# [The task]
Rewrite the data below as a numbered list, leaving out any blank lines.

# [Dataset content]
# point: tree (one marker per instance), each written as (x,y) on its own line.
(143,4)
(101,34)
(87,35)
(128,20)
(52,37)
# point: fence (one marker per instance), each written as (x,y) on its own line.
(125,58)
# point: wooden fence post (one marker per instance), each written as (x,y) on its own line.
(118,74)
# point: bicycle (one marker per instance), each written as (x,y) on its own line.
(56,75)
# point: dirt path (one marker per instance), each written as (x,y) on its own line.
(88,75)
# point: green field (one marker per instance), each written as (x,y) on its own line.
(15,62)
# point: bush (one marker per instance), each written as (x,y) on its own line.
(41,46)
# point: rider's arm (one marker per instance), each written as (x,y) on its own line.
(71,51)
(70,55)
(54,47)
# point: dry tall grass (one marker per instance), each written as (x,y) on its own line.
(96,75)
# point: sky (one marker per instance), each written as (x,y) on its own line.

# [Exercise output]
1. # point: tree (one marker per instance), each written as (x,y) on its own line.
2. (143,4)
3. (101,34)
4. (87,35)
5. (128,20)
6. (52,37)
7. # point: fence (one marker per instance), each written as (x,y) on its own line.
8. (125,58)
9. # point: wooden fence post (one marker per instance), each written as (x,y) on its own line.
10. (118,74)
11. # point: bicycle (one marker per instance), each written as (x,y) on its own line.
12. (56,75)
13. # point: dirt path (one marker per instance), each written as (x,y) on its own line.
14. (88,75)
15. # point: green field (one marker per instance), each written as (x,y) on its own line.
16. (15,62)
17. # point: bush (one marker per instance), each written as (x,y) on its own line.
18. (41,46)
19. # point: rider's arm (one marker per instance), each written as (x,y) on its own line.
20. (71,51)
21. (70,55)
22. (54,47)
23. # point: dry tall grass (one marker per instance), each written as (x,y) on its own line.
24. (96,75)
25. # point: sky (one marker per instance), each written as (x,y) on its own line.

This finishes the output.